AIM OF THE TASK
In the records below, find the line containing "Q: Locate the evergreen" and the line containing "Q: Locate the ocean". Give again exactly those lines and every line between them, omitting the pictures.

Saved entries

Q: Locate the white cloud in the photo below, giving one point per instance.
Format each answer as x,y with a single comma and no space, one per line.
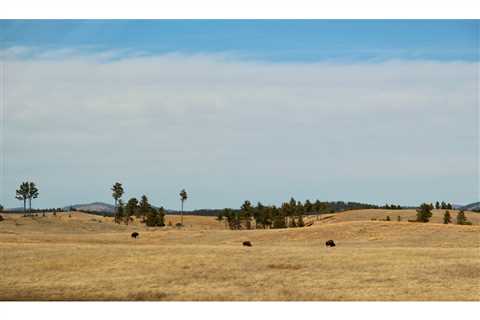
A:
211,122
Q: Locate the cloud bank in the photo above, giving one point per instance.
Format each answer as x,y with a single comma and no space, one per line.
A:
229,130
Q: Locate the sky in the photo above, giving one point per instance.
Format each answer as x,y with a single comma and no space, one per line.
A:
354,110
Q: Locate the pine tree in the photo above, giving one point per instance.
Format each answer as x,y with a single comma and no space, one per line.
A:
155,217
447,218
22,194
183,198
424,213
131,209
246,213
292,223
32,194
308,206
300,222
462,219
119,213
117,192
144,207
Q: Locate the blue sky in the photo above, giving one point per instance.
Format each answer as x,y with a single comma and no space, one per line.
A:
271,40
369,111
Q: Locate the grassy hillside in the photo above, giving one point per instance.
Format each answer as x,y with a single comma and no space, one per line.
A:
85,257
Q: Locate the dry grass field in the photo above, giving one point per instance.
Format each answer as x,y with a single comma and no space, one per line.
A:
87,257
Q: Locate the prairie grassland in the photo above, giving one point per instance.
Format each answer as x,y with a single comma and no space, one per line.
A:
80,258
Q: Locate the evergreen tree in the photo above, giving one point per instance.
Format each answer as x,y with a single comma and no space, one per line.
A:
462,219
117,192
183,198
32,194
22,194
119,213
447,218
308,206
300,222
292,223
424,213
246,213
131,209
155,217
144,207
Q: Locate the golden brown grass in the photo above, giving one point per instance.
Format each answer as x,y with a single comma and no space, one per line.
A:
80,258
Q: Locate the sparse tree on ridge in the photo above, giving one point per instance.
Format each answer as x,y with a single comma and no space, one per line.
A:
447,218
424,213
462,219
144,207
247,213
131,209
22,194
117,192
32,194
119,212
183,198
155,217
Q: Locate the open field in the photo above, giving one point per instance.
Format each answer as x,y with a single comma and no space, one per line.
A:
86,257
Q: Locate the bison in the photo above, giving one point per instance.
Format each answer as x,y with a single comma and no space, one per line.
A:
330,243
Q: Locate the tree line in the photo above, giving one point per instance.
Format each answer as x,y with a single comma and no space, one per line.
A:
151,216
289,215
424,213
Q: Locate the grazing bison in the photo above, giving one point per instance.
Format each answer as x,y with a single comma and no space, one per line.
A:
330,243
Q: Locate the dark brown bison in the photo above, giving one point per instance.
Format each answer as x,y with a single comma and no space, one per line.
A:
330,243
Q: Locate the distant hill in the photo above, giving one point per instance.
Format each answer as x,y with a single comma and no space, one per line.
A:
472,207
94,207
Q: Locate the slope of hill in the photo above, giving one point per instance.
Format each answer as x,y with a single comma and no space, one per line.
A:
94,206
78,256
472,207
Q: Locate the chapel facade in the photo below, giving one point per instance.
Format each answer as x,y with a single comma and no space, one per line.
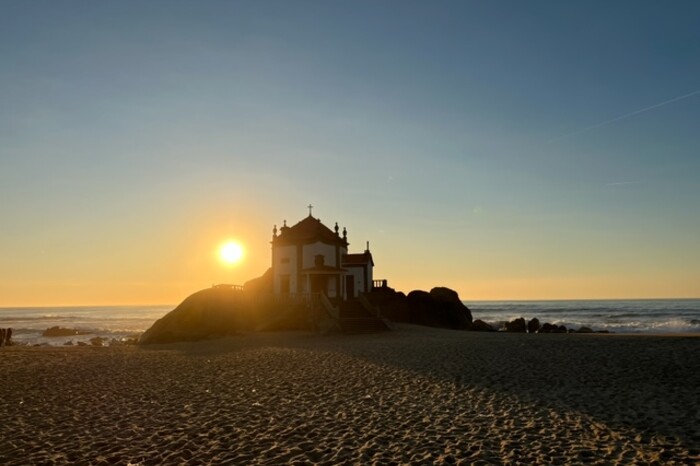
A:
309,257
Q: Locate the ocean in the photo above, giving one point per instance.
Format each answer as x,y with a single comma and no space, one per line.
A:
123,322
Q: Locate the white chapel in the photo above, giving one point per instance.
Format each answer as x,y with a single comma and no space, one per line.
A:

RESULT OF THIS EXERCISE
Q: Locate the evergreen tree in the photo above, giving one point per instance.
Format each answer as x,y with a single comma and no space, one per line.
A:
462,219
117,192
183,198
32,194
22,194
119,213
447,218
308,206
300,222
292,223
424,213
246,213
131,209
155,217
144,207
Q: Locate the golden brown grass in the photo above, giving one point per instance.
Format each answer as x,y with a single comma and no space, one per line.
A:
80,258
Q: Locate the sparse tree on ridge in the photo above, giving one point per instance.
Format each answer as x,y with a single comma and no space, one per line.
A:
447,218
424,213
462,219
144,207
247,213
131,209
22,194
117,192
32,194
119,212
183,198
155,217
Q: Locate the open field in the photo above, giving one point per instance.
Format each answer as x,y with a single comma and no space, one per line.
A:
86,257
Q: Locate the bison in the photo above, giving one point per instance.
Format each answer as x,y with a single comma and no space, one per line.
A:
330,243
Q: Locate the tree line in the photo above, giving one point per instance.
Format each answer as x,y with a single comma and no space, one per line.
A:
151,216
289,215
424,213
Q: Locate the grazing bison in the photo above, giving one point per instance.
Format each answer as x,y with a single comma and no space, one per line.
A:
330,243
Q: Locate the dark brown bison in the photo above, giving one point per instance.
Format each answer as x,y with a single comma and no space, one per line.
A:
330,243
Q: Locate the distant hill in the photo above, giving one point per instance.
Format each answer as x,y with a single comma and no space, one per line.
A:
472,207
94,207
Q: Locate the slope of hill in the photo above, giving one point per instance.
Format each answer as x,y with a single comma and no space, one per line.
A:
94,206
78,256
472,207
Q: Locate the chapel facade in the photo below, giving one point per instance.
Format each answer as x,y with a single comma and no space, one per line.
A:
309,257
Q: Locate the ocean in the photo above, giving one point per instance.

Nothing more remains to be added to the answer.